::: Provided records
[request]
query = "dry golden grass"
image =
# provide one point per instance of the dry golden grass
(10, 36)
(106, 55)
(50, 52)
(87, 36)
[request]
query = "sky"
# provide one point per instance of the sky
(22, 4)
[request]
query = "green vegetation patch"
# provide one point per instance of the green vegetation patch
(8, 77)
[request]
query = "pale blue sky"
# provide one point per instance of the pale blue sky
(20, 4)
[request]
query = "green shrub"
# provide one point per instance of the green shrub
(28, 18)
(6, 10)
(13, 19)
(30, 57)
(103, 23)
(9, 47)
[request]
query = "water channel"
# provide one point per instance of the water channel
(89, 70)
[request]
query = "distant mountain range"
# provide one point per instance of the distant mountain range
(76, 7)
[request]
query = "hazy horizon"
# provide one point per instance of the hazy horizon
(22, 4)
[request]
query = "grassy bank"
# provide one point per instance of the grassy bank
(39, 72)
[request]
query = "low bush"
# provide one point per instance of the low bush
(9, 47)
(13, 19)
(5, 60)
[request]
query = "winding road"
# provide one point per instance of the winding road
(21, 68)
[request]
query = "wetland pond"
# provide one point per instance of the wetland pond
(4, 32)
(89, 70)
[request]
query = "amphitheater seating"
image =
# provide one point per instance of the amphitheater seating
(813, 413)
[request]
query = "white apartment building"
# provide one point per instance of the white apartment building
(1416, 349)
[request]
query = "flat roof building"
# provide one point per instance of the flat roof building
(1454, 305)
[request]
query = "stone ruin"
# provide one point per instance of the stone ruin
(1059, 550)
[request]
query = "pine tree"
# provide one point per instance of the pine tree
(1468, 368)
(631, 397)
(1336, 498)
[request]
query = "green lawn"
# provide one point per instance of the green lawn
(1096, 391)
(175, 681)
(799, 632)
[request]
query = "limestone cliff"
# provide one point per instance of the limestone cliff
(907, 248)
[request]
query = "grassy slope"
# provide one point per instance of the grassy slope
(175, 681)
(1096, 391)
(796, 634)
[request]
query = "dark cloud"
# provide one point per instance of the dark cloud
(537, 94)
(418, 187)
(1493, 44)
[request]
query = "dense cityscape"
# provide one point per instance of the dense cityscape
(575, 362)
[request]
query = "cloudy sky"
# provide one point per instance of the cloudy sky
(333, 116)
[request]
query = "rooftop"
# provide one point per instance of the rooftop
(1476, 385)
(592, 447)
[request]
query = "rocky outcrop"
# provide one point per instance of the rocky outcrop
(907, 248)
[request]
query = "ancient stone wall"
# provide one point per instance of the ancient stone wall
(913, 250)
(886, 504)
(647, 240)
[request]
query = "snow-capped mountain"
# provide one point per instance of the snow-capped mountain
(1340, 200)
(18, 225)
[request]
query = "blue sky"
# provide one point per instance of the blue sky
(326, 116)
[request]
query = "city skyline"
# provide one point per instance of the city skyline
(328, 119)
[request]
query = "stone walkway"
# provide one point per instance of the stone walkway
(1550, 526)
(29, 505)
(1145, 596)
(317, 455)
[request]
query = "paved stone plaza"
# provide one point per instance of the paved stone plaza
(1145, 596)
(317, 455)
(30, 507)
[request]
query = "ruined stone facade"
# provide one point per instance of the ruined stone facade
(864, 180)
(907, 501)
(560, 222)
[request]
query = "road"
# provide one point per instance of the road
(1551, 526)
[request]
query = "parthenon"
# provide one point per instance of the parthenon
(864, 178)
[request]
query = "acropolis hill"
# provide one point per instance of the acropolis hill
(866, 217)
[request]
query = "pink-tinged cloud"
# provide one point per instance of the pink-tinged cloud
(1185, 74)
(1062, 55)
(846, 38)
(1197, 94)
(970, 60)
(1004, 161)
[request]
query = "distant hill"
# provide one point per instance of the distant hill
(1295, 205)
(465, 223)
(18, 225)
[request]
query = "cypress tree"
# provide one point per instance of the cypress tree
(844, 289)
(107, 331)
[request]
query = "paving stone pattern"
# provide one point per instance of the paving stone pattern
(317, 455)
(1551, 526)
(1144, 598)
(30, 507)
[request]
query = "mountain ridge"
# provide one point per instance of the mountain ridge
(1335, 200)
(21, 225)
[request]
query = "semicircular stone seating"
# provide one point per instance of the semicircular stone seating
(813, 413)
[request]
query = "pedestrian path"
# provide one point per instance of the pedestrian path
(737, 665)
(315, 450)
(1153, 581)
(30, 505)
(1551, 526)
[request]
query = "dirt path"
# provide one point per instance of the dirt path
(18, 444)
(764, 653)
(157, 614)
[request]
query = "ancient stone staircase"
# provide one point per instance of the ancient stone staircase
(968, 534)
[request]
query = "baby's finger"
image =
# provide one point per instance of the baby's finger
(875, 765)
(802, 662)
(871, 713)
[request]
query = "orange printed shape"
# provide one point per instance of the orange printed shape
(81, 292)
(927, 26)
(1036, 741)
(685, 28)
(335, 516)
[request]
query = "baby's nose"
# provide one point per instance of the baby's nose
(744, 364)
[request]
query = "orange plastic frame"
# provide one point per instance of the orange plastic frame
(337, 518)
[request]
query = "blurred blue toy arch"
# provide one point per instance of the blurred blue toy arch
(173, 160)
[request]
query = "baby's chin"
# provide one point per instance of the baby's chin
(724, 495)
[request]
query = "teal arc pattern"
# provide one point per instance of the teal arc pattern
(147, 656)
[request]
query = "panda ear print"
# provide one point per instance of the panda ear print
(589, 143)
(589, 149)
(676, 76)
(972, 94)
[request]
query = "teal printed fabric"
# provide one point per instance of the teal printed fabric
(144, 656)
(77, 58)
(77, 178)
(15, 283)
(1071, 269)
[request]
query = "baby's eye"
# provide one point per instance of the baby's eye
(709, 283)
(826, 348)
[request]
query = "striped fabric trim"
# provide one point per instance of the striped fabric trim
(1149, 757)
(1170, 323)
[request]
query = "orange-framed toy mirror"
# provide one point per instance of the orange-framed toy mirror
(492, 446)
::::::
**Aim of the task**
All the entries above are to be transcribed without any alteration.

**Solution for this problem**
[request]
query = "dry golden grass"
image =
# provide one point per instance of the dry golden grass
(10, 36)
(106, 55)
(50, 52)
(87, 36)
[request]
query = "sky"
# provide one point per instance of the sky
(22, 4)
[request]
query = "green vegetation patch"
# provide one point per instance of the green vegetation patch
(8, 77)
[request]
query = "pale blue sky"
# provide one point per instance of the pale blue sky
(20, 4)
[request]
query = "green shrub"
# provide one point per instance of the green shrub
(28, 18)
(6, 10)
(13, 19)
(30, 57)
(103, 23)
(9, 47)
[request]
query = "water channel"
# provide one point per instance of the water channel
(89, 70)
[request]
query = "distant mountain range"
# provide one point per instance of the distant mountain range
(76, 7)
[request]
query = "hazy horizon"
# provide one point per instance of the hazy horizon
(22, 4)
[request]
query = "grassy bank"
# provide one point per instance of the grassy bank
(39, 72)
[request]
query = "low bush"
# provide one point per instance of the low bush
(9, 47)
(13, 19)
(5, 60)
[request]
query = "winding road"
# provide one point per instance of the winding road
(21, 68)
[request]
query = "wetland pond"
# provide one point per instance of the wetland pond
(4, 32)
(89, 70)
[request]
query = "amphitheater seating"
image =
# provide one point per instance of the amphitheater seating
(813, 413)
[request]
query = "white apartment building"
# provide one point per instance of the white apartment building
(1416, 349)
[request]
query = "flat roof building"
# provide one point per instance of the flat roof building
(1454, 305)
[request]
query = "stone ruin"
# provide one point per instance of the stone ruin
(1059, 550)
[request]
query = "pine tree"
# provide one point per instance of the pine tree
(1468, 368)
(631, 397)
(1336, 498)
[request]
query = "green lawn"
# provide one point per instance of the green lawn
(1096, 391)
(175, 681)
(799, 632)
[request]
query = "limestone cliff"
# provide one point per instance of the limestone cliff
(907, 248)
[request]
query = "grassy slope"
# provide one point per instance of the grassy slope
(175, 681)
(1096, 391)
(796, 634)
[request]
query = "dark cloud"
# provide one point per instance of the dark cloud
(537, 94)
(418, 187)
(1493, 44)
[request]
query = "dense cityscape"
# provide one point per instance of the dense cityscape
(575, 362)
[request]
query = "cloudy sky"
# provide one point per instance of the cloudy sky
(333, 116)
[request]
query = "rooftop"
# provide one point per instance of the rooftop
(1476, 385)
(592, 447)
[request]
query = "rocky outcrop"
# provide one point per instance of the rocky outcrop
(907, 248)
[request]
query = "ancient stone wall"
# provide one point per instance of the ancient stone wall
(913, 250)
(886, 504)
(647, 240)
[request]
query = "snow-capped mountain"
# provide one point per instance of the snow-capped mountain
(1340, 200)
(18, 225)
[request]
query = "blue sky"
# provide one point per instance of the blue sky
(326, 116)
[request]
query = "city skyline"
# provide one point per instance of the city skyline
(328, 119)
[request]
query = "stone walkway"
# provide one point per instance of the stone walkway
(1550, 526)
(29, 505)
(1145, 596)
(317, 455)
[request]
query = "paved stone plaza"
# provide one point per instance of the paved stone plaza
(1145, 596)
(317, 455)
(30, 507)
[request]
query = "ruined stone facade"
# provide one point per instance of the ruined stone facade
(864, 180)
(907, 501)
(560, 222)
[request]
query = "road"
# provide one point per instance of the road
(1551, 526)
[request]
query = "parthenon"
# provide one point per instance of the parthenon
(864, 178)
[request]
query = "acropolis hill"
# provide one point per instance of the acropolis hill
(866, 217)
[request]
query = "pink-tinged cloud"
# provide one point per instance of the pink-tinged cloud
(1185, 74)
(1062, 55)
(846, 38)
(1197, 94)
(970, 60)
(1004, 161)
[request]
query = "distant hill"
# provide one point per instance of the distant hill
(1295, 205)
(465, 223)
(18, 225)
[request]
query = "cypress tree"
# provide one point per instance of the cypress tree
(844, 289)
(107, 331)
[request]
query = "paving stone pattern"
# provide one point per instance of the paving stone pattern
(317, 455)
(1551, 526)
(1144, 598)
(30, 507)
[request]
query = "mountain ridge"
# provide one point per instance of the mountain ridge
(1335, 200)
(21, 225)
[request]
query = "semicircular stone seating"
# provide one point per instance of the semicircular stone seating
(813, 413)
[request]
query = "pedestrian path"
# provide one point per instance of the pedestrian path
(737, 665)
(315, 450)
(1153, 581)
(30, 505)
(1551, 526)
[request]
query = "dirt path"
# provide one point per instance of the dirt path
(18, 444)
(764, 653)
(157, 614)
[request]
query = "ancient stone staircase"
# provide one point per instance of the ancient stone staircase
(968, 534)
[request]
query = "baby's finger"
image =
# provide one point per instance of the baby's finger
(875, 765)
(802, 662)
(871, 713)
[request]
query = "orange printed shape"
# provide one point per instance of the orange printed shape
(81, 292)
(927, 26)
(1036, 741)
(685, 28)
(335, 516)
[request]
query = "baby's nose"
# provide one point per instance of the baby's nose
(744, 364)
[request]
query = "orange plastic frame"
# provide one point per instance of the orange plastic frame
(337, 518)
[request]
query = "blurred blue toy arch"
# provide one point per instance of the blurred blue toy arch
(173, 160)
[request]
query = "baby's chin"
# provide one point per instance of the baby's chin
(724, 495)
[request]
query = "teal arc pattern"
# provide one point per instance of the teal arc pattern
(147, 656)
[request]
query = "panda ear print"
# provide one point per instance of the panda ear print
(589, 143)
(589, 149)
(676, 76)
(972, 94)
[request]
query = "teal printed fabric"
# provide one point per instance of the teal printed fabric
(144, 656)
(77, 58)
(77, 178)
(15, 283)
(1071, 269)
[request]
query = "baby's eye"
# provide one point per instance of the baby's eye
(709, 283)
(826, 348)
[request]
query = "striped fabric trim"
# provide one point per instance of the striped fabric trim
(1149, 757)
(1170, 323)
[request]
query = "orange-framed toy mirror"
# provide one point per instance of the orange-framed toy mirror
(492, 446)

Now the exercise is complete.